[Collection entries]
-- START --

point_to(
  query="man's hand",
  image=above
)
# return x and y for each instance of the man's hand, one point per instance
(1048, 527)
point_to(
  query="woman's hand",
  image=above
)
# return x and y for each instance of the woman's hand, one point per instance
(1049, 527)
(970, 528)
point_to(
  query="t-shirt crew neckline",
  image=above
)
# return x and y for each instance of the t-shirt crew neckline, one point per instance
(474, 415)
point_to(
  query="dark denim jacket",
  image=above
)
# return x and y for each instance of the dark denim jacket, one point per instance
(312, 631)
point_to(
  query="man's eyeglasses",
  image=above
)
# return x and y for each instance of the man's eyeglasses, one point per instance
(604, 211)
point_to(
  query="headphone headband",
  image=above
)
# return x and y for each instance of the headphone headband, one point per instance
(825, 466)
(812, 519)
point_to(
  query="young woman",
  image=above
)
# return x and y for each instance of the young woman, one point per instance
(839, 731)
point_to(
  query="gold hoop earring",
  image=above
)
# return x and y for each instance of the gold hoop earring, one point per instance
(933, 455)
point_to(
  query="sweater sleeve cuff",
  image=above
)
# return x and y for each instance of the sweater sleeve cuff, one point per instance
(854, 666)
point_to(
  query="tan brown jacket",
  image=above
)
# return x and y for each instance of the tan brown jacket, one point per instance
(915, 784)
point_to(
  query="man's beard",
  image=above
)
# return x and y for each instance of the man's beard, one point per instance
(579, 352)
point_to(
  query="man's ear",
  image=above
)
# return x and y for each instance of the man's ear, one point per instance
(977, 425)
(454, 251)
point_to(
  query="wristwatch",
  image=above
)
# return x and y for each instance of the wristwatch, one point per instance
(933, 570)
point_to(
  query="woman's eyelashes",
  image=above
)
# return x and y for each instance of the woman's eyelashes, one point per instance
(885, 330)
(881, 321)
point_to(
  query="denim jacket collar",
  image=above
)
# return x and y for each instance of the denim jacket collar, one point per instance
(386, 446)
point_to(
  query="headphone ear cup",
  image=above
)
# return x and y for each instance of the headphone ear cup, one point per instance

-- END --

Directions for this task:
Count how many lines of the material above contain the string "hand", treating uppercase and lowercase letters as different, and reply with only that number.

Full answer:
4